DATASET EXCERPTS:
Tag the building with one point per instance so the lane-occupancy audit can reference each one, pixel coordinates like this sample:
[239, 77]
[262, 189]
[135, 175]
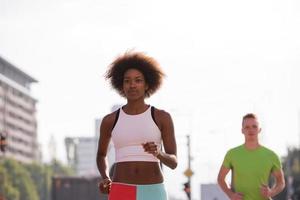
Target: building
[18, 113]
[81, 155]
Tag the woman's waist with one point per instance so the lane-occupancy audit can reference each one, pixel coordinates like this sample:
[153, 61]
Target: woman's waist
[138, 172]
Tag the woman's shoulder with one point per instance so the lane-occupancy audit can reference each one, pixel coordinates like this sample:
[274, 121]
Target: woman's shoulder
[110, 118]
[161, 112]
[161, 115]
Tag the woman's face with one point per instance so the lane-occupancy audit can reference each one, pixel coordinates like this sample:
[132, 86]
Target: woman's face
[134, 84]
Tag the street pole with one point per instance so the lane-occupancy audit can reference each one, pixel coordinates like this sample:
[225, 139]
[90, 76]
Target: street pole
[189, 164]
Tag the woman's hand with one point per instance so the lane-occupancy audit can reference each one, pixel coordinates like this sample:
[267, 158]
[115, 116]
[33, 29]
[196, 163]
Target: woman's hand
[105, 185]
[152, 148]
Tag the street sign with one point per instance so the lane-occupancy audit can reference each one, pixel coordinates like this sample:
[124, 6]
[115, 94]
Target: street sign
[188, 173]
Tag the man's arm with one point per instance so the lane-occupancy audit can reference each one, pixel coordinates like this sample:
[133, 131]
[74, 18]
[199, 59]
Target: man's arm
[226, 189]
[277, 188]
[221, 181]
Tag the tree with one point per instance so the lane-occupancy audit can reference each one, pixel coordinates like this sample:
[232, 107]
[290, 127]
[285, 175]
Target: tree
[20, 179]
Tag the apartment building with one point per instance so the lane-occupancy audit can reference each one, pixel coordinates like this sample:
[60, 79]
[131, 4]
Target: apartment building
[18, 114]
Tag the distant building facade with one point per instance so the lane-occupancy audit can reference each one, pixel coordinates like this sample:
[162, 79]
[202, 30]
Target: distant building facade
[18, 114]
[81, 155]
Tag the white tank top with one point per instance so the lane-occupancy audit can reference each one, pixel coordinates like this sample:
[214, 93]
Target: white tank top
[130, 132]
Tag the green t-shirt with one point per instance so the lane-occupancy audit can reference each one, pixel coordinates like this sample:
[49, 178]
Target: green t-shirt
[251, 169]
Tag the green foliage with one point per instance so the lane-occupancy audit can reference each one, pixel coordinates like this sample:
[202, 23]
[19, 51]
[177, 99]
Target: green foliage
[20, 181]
...
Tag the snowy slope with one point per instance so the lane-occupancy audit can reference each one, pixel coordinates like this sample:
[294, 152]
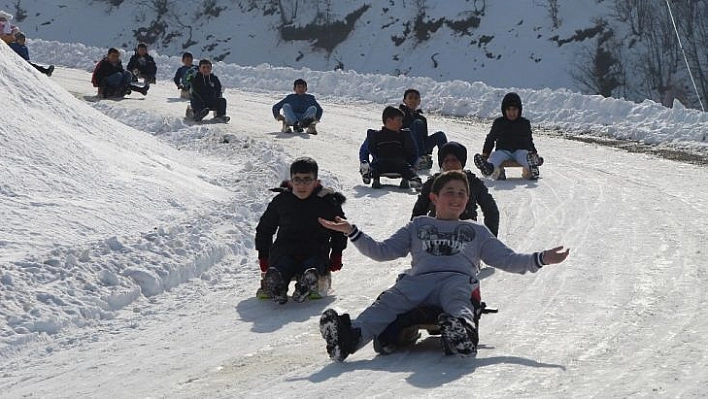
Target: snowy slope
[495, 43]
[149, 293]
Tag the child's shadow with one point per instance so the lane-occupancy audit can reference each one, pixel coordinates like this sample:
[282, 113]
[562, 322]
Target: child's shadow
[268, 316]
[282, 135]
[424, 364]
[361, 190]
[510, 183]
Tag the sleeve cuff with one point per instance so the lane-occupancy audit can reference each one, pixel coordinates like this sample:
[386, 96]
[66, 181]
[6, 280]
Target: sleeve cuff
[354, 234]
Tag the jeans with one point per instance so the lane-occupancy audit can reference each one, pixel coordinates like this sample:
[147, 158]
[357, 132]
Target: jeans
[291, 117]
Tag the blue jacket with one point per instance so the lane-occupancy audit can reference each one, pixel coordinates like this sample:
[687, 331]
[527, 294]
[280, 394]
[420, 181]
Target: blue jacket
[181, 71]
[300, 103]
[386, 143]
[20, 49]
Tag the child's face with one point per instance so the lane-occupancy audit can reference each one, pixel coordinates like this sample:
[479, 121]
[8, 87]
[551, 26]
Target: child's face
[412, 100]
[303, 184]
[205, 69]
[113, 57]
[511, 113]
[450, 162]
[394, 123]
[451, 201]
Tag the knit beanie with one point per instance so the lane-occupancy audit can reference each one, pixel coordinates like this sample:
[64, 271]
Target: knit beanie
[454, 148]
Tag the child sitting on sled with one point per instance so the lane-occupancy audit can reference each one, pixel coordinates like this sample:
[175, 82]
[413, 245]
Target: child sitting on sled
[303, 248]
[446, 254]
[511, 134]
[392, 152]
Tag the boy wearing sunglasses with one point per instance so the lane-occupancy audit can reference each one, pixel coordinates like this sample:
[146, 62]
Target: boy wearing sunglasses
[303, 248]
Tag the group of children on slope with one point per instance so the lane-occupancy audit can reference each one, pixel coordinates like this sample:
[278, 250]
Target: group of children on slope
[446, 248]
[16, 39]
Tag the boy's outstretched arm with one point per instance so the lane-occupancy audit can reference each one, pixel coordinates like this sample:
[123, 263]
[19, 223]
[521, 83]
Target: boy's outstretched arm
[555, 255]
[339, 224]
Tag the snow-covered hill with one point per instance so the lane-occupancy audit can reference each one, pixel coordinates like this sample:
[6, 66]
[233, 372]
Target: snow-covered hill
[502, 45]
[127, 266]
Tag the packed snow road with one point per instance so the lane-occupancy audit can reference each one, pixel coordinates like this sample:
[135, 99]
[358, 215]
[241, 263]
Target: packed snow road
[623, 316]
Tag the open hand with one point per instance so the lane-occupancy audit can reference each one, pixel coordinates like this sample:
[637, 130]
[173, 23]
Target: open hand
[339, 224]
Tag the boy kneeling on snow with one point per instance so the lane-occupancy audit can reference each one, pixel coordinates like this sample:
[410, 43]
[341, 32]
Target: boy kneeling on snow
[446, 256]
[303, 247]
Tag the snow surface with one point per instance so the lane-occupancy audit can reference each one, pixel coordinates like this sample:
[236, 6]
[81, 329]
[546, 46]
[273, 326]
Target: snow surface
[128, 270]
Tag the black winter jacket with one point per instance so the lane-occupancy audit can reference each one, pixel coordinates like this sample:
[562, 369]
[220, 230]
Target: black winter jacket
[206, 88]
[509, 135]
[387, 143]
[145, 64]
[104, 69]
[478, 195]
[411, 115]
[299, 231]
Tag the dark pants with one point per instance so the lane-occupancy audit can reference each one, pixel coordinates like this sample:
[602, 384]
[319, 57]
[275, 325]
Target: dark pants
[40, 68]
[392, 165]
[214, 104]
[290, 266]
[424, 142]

REQUIRED WORK:
Count the lines of data above that contain the word "pants", and give only that number.

TASK RESPONSE:
2